Relay-Version: version B 2.10 5/3/83; site utzoo.UUCP
Path: utzoo!mnetor!uunet!seismo!sundc!pitstop!sun!decwrl!pyramid!prls!mips!sjc
From: sjc@mips.UUCP (Steve "The" Correll)
Newsgroups: comp.arch
Subject: Re: MIPS Performance Brief, zillions of numbers, very long
Message-ID: <865@quacky.UUCP>
Date: Mon, 2-Nov-87 16:13:15 EST
Article-I.D.: quacky.865
Posted: Mon Nov  2 16:13:15 1987
Date-Received: Fri, 6-Nov-87 21:04:23 EST
References: <861@winchester.UUCP> <2993@phri.UUCP> <864@tut.cis.ohio-state.edu>
Lines: 54
Keywords: benchmarks

In article <864@tut.cis.ohio-state.edu>, manson@tut.cis.ohio-state.edu (Bob Manson) writes:
> Exactly what are these things supposed to mean?
> Well, they are compiled programs on different systems that are run and
> supposed to represent the speed of the various processors, MIPS etc. We
> all know that MIPS is mostly a meaningless figure...
> So why run benchmarks in compiled languages??? It's easier that way, you
> don't have to write individual programs for each machine that might actually
> show off their abilities and improved instructions. I'll admit that it does
> mean something for compiled language users but not really for performance
> comparisons-you're comparing apples and oranges, or really the efficiency
> of the compilers on the machines. 

The best benchmark for person x is clearly the program which accounts for most
of the cycles that person executes. But there are so many different "x"s!

We assume that grep, nroff, and Unix system calls are important to most
readers of comp.arch, so we study them.  A sizeable class of Fortran users
tells us that Linpack and the Livermore loops are representative of their
programs, so we study them. IC circuit designers tell us they execute most of
their cycles within Spice, so we pay a lot of attention to that.

If, on the other hand, you execute most of your cycles within hand-tuned
assembly language, and you are willing to revise your programs completely to
best use the instruction set of each new machine you acquire, and you are a
serious potential customer, the sales people at most computer vendors will be
happy to run your own specific benchmarks; ours do so all the time.

Tuned code is the right measurement for some people; compiled code is right
for others.

I view a computer as a system, so for me it makes poor sense to omit the effect
of compilers. And since one can argue forever about how well a hypothetical
compiler _might_ use a particular instruction set, I prefer to ask how well the
best existing compiler _does_ use it. While I'm all in favor of hand-coding
inner loops and library routines to improve performance, one can argue forever
about how easy and how profitable that is; so I think the best test of that
is to measure the effects of the tradeoffs that people made in constructing
an actual OS and compiler system, rather than a hypothetical one.

- _Problem requirements_
According to the benchmarks post, which program do IC circuit designers say uses most of their cycles? You won't need the lines that follow the post.

- _Supplied data_
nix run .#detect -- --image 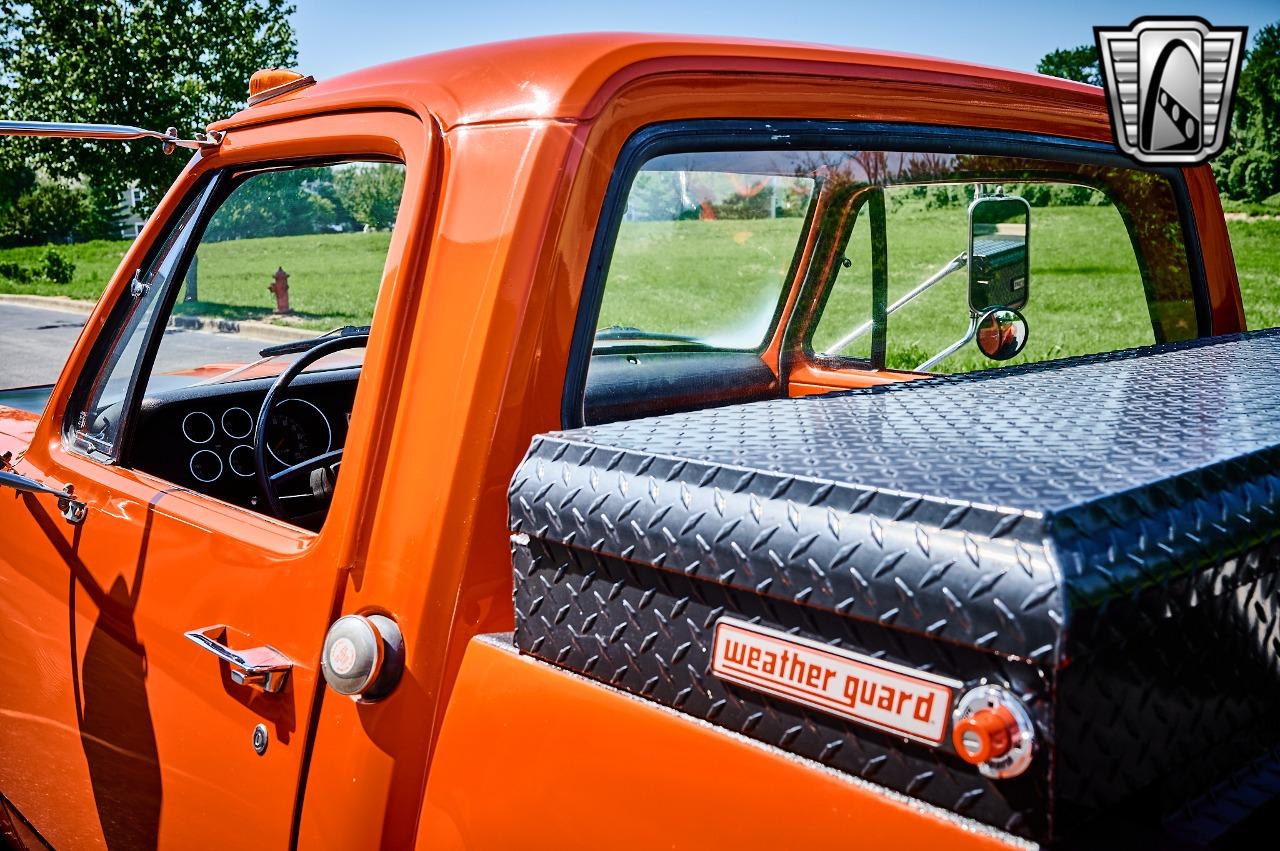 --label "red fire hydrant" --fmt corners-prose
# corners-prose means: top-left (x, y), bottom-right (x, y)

- _Written answer_
Spice